(Referring expression data)
═══

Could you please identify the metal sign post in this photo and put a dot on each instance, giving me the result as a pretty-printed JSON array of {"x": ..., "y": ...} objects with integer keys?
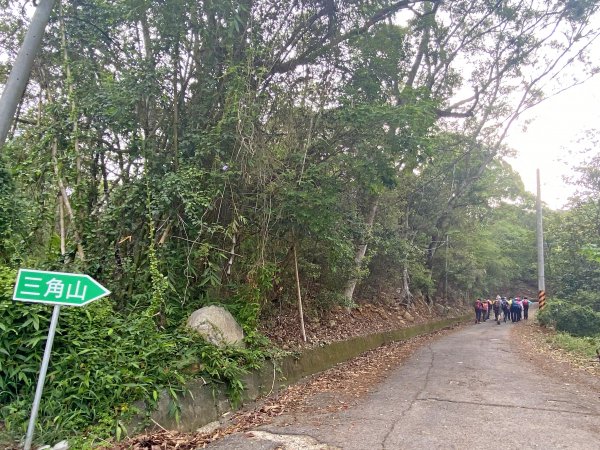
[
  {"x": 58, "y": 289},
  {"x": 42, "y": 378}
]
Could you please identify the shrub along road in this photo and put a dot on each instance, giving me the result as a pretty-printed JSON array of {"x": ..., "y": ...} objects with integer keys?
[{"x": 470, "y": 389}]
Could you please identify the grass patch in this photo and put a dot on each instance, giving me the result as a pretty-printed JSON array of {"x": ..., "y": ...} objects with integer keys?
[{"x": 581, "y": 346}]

═══

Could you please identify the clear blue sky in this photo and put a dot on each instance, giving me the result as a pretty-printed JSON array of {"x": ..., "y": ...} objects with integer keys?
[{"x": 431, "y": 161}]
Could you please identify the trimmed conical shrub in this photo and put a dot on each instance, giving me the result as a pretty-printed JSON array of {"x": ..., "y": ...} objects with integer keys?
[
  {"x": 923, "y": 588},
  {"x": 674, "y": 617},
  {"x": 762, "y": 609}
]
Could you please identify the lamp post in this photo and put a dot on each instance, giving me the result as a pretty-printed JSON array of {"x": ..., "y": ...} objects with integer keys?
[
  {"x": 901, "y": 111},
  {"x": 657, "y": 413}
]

═══

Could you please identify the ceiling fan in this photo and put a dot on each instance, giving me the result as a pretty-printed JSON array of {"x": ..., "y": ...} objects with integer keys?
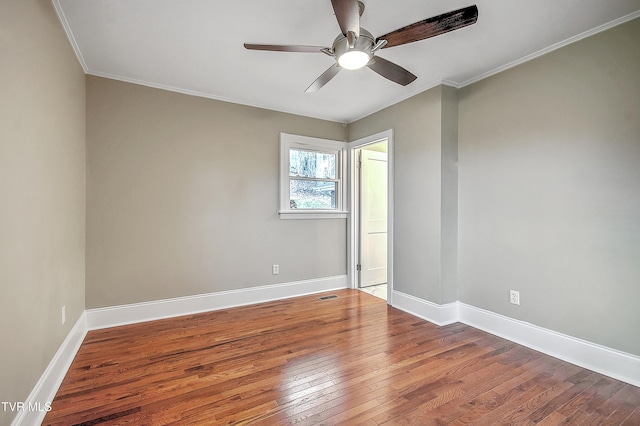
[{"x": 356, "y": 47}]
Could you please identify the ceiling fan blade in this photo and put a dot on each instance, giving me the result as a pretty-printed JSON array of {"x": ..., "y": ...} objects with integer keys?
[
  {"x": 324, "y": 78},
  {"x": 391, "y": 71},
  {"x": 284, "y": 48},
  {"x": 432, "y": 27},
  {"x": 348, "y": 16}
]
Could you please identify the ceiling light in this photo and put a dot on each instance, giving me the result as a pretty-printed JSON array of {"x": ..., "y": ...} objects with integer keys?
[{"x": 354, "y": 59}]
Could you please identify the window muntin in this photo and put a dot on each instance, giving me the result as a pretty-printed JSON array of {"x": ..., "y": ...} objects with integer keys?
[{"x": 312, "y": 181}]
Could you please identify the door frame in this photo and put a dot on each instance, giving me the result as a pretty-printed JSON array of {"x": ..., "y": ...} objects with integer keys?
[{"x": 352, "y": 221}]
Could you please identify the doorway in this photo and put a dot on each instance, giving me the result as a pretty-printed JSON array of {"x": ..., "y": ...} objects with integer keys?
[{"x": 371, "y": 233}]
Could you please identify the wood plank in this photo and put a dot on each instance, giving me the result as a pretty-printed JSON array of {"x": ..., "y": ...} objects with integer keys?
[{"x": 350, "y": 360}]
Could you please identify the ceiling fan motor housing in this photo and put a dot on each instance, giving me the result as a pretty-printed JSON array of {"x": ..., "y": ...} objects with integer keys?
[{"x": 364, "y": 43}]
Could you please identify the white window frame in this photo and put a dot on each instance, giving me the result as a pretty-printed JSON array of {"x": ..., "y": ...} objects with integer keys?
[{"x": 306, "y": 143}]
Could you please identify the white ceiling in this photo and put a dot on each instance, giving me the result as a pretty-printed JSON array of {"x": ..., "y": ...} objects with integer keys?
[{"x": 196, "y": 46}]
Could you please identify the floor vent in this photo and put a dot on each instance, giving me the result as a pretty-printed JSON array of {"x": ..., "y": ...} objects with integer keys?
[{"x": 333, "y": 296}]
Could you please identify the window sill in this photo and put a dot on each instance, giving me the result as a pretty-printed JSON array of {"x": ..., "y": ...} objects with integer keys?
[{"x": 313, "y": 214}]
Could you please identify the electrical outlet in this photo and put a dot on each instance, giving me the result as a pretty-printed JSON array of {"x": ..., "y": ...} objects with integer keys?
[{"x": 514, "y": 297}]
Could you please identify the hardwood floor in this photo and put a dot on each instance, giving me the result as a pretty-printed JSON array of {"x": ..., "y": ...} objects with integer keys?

═══

WORK ITEM: Print exactly the lines above, between the one holding "Could you please identify the window sill" and the one holding "Could you please identify the hardwood", inclusive, and nothing besides.

TASK RESULT:
Could you please identify the window sill in this photo and put a dot on each instance, giving me the result as a pretty-printed JSON array of {"x": ..., "y": ...} objects with integer keys?
[{"x": 313, "y": 214}]
Could you please identify the electrical outlet in this photo and put a dot on each instance, giving me the result as a pretty-printed JSON array of {"x": ..., "y": ...} objects with integer keys?
[{"x": 514, "y": 297}]
Could you please identify the hardwood floor in this photo and put a dot on each instance, giving me the result as a pretty-printed JSON array of {"x": ..., "y": ...} objects with integer keys?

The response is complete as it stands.